## Task statement
Below is a listing. Write out exactly its lines between the one holding "like point(1003, 364)" and the one holding "like point(572, 309)", inclusive.
+===+
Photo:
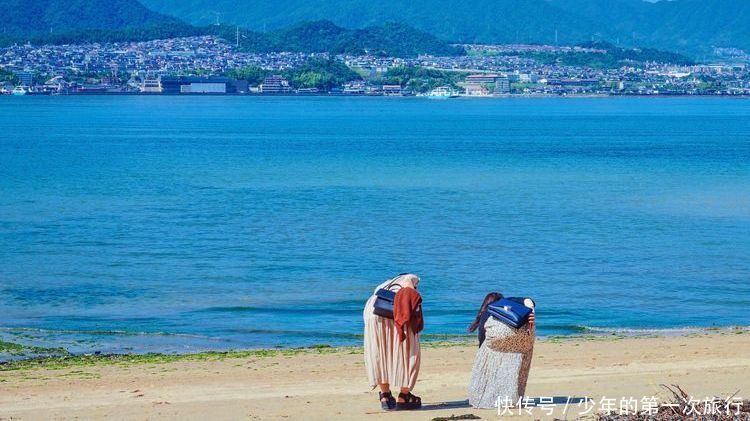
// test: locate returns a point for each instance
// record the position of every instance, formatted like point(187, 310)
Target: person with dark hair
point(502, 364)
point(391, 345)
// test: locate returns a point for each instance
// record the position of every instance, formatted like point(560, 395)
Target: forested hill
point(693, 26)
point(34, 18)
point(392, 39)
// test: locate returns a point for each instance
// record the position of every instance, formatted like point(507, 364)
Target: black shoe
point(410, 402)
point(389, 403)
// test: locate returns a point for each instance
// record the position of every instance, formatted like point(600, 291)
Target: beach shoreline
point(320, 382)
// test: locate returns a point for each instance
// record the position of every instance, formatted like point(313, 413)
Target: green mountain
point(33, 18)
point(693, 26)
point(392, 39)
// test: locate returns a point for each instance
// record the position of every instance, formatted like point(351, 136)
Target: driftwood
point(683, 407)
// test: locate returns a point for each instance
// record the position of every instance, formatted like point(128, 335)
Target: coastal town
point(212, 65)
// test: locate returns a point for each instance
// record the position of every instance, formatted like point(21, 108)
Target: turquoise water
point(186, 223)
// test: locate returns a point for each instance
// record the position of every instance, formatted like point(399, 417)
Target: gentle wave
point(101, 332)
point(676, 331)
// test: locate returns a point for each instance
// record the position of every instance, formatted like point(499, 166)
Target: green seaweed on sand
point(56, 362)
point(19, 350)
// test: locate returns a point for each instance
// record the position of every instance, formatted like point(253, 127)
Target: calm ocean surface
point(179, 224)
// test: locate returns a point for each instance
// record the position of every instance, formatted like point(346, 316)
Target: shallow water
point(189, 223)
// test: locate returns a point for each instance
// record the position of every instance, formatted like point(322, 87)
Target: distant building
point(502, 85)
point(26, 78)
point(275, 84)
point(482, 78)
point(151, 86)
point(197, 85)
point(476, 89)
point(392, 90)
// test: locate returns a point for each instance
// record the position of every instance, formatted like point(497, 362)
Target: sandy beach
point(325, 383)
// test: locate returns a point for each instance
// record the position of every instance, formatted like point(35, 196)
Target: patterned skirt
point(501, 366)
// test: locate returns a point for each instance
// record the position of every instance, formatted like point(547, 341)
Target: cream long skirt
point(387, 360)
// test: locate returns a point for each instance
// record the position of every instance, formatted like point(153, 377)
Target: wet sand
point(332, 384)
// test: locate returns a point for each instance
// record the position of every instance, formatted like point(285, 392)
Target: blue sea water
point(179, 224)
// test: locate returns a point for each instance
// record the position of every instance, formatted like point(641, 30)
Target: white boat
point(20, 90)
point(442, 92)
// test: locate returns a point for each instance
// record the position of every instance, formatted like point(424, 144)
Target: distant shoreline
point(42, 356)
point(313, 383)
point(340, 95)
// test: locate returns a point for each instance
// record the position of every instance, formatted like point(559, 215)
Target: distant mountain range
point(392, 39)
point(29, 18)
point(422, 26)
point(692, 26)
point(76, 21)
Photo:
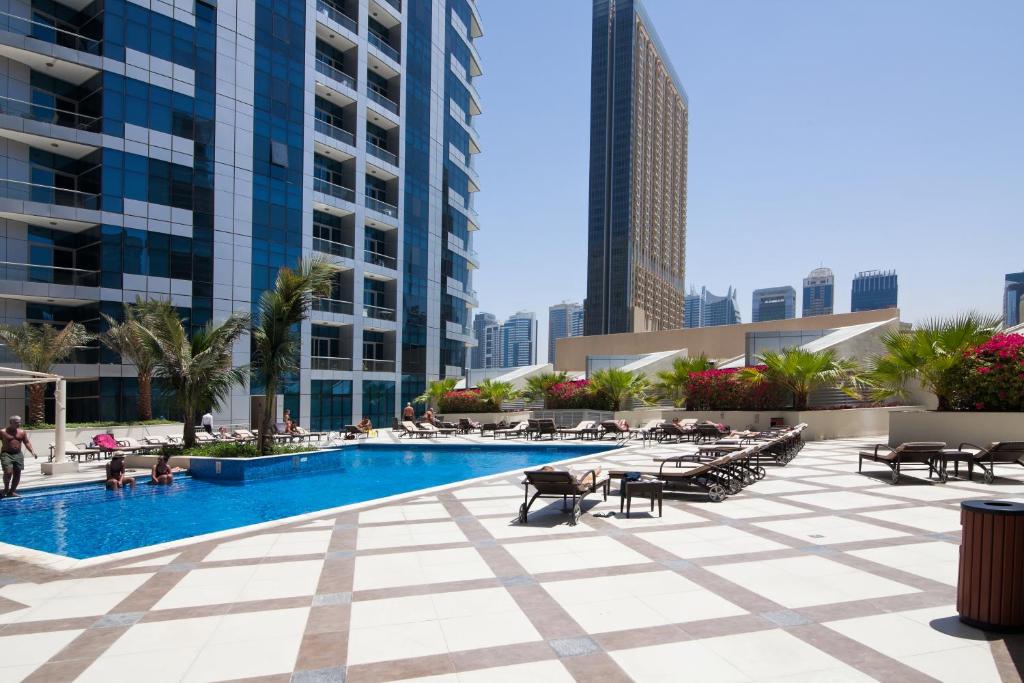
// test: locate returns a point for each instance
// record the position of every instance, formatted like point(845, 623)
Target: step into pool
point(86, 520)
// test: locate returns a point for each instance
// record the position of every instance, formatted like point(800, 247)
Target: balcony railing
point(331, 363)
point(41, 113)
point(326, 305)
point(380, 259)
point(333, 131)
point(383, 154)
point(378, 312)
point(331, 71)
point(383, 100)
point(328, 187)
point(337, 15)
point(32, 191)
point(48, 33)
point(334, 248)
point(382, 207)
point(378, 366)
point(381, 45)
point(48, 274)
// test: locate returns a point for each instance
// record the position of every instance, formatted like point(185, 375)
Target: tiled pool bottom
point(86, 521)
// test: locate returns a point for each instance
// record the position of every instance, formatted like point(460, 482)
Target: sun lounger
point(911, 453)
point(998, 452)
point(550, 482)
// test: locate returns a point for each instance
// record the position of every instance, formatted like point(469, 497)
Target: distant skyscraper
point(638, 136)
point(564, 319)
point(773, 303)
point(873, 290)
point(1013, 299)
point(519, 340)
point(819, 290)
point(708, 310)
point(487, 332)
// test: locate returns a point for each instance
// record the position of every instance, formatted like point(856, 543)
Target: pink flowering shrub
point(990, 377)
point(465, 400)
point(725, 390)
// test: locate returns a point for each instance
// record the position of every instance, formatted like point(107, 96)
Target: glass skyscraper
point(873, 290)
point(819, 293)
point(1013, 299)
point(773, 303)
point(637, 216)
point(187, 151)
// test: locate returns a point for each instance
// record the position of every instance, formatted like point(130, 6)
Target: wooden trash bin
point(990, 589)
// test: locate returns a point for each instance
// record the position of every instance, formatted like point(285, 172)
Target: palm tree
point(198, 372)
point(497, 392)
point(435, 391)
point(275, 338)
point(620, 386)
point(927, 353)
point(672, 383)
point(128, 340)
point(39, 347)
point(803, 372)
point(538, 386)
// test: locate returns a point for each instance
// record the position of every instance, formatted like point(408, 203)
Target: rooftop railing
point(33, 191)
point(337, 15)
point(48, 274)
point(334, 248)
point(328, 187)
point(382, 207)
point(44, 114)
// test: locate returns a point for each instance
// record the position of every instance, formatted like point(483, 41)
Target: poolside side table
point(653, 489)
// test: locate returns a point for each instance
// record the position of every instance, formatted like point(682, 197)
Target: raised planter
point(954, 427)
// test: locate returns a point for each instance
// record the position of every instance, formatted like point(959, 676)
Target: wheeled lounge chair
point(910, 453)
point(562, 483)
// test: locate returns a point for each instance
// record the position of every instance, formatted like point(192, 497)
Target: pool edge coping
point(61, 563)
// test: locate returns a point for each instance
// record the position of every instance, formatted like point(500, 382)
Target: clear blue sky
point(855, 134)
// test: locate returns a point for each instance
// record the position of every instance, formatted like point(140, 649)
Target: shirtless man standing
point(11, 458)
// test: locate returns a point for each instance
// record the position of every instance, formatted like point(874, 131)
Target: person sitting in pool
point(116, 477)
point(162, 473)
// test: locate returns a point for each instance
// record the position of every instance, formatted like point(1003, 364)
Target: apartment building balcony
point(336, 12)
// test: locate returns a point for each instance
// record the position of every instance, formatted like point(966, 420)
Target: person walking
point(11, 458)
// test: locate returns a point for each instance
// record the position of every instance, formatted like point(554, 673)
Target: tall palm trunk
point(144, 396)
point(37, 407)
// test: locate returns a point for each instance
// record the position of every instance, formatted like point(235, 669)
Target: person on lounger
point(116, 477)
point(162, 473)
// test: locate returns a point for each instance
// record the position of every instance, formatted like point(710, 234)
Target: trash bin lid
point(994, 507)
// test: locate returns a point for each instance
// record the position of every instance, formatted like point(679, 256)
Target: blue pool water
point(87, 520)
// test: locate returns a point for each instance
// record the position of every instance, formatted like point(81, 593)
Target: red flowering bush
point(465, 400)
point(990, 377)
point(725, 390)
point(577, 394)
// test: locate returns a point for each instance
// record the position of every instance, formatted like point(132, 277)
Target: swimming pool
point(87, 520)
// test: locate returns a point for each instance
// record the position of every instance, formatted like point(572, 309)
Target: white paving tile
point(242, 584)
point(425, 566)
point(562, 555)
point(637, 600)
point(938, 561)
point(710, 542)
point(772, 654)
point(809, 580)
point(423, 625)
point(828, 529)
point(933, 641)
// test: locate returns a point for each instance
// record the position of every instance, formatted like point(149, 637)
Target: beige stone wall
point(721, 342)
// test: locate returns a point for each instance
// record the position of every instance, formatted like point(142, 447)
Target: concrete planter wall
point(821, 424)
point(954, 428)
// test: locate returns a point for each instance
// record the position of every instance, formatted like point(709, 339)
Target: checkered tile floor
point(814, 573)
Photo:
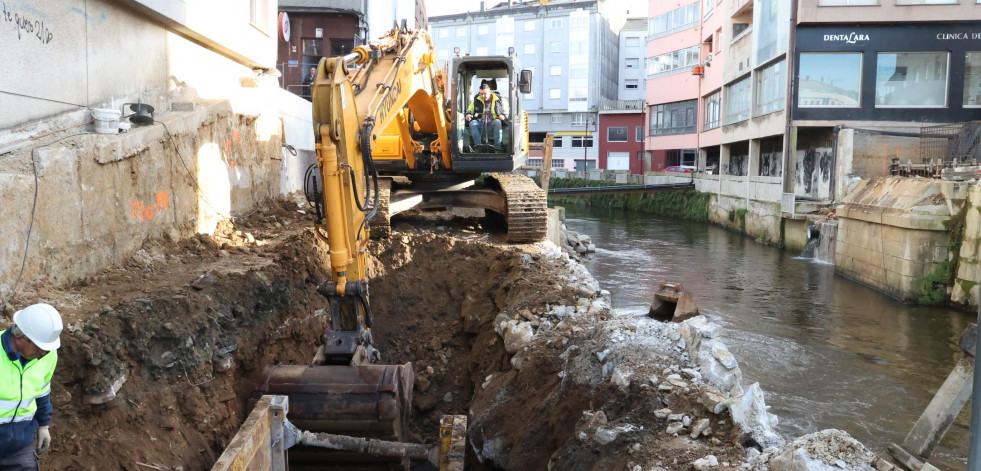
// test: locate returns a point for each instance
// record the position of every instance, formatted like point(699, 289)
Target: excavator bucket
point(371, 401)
+===+
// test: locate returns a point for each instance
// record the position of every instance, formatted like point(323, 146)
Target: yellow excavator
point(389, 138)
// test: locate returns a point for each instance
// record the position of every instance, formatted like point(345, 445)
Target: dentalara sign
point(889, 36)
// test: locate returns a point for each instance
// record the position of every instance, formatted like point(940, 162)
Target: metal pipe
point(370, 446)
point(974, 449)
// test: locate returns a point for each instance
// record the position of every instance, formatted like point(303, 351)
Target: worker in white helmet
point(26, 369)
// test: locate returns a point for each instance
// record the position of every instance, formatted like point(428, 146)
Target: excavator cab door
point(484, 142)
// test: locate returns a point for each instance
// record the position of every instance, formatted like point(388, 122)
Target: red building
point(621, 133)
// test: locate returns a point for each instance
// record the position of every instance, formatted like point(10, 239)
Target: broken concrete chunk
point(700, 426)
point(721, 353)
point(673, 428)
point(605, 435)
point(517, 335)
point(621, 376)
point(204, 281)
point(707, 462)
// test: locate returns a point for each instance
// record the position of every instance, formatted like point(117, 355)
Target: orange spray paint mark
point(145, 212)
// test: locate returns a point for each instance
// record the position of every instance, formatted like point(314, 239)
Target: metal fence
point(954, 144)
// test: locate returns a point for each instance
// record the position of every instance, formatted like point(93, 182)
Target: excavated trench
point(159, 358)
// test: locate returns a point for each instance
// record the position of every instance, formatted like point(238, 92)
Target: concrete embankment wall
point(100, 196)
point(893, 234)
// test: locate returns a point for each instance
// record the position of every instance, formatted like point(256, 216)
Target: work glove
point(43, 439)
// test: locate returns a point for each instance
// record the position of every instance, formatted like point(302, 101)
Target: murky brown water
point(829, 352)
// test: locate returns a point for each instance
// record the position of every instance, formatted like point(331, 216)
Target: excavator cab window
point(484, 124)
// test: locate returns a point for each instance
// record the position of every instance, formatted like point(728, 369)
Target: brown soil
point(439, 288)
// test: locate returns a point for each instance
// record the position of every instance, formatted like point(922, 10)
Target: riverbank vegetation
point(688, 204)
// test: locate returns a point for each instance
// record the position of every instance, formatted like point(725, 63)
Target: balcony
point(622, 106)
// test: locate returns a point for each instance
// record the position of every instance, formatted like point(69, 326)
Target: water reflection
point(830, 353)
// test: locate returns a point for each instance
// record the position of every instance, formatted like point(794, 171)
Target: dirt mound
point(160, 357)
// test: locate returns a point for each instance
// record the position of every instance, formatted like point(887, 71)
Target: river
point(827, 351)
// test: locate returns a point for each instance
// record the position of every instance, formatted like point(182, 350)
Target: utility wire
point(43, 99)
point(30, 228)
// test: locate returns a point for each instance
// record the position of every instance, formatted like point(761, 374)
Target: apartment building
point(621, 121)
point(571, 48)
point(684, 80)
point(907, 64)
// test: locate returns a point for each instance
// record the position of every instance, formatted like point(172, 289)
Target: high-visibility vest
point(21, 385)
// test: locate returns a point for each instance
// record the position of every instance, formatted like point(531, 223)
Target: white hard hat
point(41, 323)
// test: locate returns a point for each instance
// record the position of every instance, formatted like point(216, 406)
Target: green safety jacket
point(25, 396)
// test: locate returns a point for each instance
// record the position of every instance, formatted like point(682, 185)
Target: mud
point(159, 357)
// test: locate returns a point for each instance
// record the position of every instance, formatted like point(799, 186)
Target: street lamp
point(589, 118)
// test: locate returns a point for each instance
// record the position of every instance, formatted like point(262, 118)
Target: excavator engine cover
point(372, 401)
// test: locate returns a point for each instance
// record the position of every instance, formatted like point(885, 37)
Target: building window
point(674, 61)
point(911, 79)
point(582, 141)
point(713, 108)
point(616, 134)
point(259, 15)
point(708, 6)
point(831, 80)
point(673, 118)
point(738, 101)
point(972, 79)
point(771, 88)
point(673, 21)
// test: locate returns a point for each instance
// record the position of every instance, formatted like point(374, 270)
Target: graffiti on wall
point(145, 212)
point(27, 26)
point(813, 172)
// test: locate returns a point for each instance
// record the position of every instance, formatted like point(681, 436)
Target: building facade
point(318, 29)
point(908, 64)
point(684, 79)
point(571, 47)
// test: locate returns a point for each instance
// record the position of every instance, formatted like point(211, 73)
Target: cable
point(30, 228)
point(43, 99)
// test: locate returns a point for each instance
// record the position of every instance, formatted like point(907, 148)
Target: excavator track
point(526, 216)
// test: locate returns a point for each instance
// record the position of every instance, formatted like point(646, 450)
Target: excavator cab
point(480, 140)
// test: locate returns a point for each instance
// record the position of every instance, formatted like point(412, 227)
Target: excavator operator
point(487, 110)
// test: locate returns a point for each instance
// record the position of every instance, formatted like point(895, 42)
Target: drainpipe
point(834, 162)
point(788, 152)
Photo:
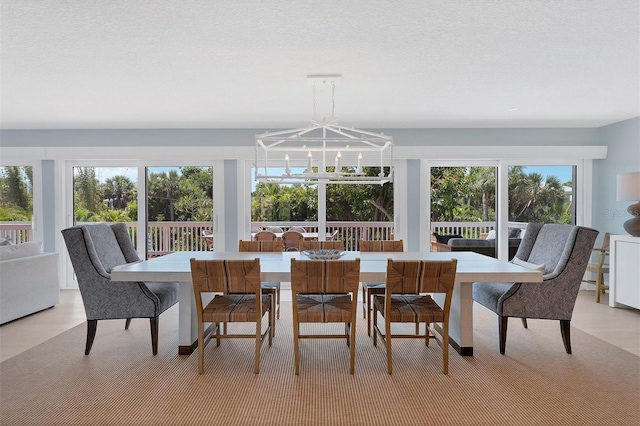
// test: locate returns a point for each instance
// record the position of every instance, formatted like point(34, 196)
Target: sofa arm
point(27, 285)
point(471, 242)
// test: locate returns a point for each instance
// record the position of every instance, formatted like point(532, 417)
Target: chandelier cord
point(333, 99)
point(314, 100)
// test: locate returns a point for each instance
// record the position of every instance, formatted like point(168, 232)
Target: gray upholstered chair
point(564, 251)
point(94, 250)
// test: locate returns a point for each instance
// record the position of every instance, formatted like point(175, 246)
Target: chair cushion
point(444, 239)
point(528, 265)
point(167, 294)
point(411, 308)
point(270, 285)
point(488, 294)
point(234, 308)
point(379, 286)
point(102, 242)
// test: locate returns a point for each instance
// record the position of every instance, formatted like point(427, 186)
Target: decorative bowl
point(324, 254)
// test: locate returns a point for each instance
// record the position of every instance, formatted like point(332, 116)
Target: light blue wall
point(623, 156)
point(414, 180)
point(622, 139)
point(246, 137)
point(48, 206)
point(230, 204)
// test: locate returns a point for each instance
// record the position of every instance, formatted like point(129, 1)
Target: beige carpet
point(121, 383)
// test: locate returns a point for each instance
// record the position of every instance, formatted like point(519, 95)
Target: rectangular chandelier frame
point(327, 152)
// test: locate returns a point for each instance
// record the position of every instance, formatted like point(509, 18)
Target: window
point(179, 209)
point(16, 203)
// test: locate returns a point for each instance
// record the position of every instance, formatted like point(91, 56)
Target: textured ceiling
+===+
## Output
// record the position of every instance, formatted like point(1003, 364)
Target: apartment building balcony
point(336, 12)
// test: locate returns a point for each instance
// record the position of every instance, formatted like point(966, 420)
Target: person walking
point(11, 458)
// test: locate returns a point for each instance
// record the position of every instance, formatted like point(554, 673)
Target: tall palm trunk
point(144, 396)
point(37, 407)
// test: locate returns a point for each instance
// record the position of every instance, formatted like point(235, 669)
Target: person on lounger
point(116, 477)
point(162, 473)
// test: locate returns a point for each instance
// record the position of every instance, formatted like point(710, 234)
Target: trash bin lid
point(994, 507)
// test: locate returns a point for each instance
// record the position of every instance, formatted like point(679, 256)
Target: blue pool water
point(87, 520)
// test: locate returns a point for each instance
// record the position of every instance, formatted like point(81, 593)
Target: red flowering bush
point(465, 400)
point(990, 377)
point(725, 390)
point(577, 394)
// test: locate returns a point for each instance
// record the position of every instance, formatted like point(132, 277)
Target: swimming pool
point(87, 520)
// test: locate returns a point for each instance
// record the position of every instance, formatted like point(572, 309)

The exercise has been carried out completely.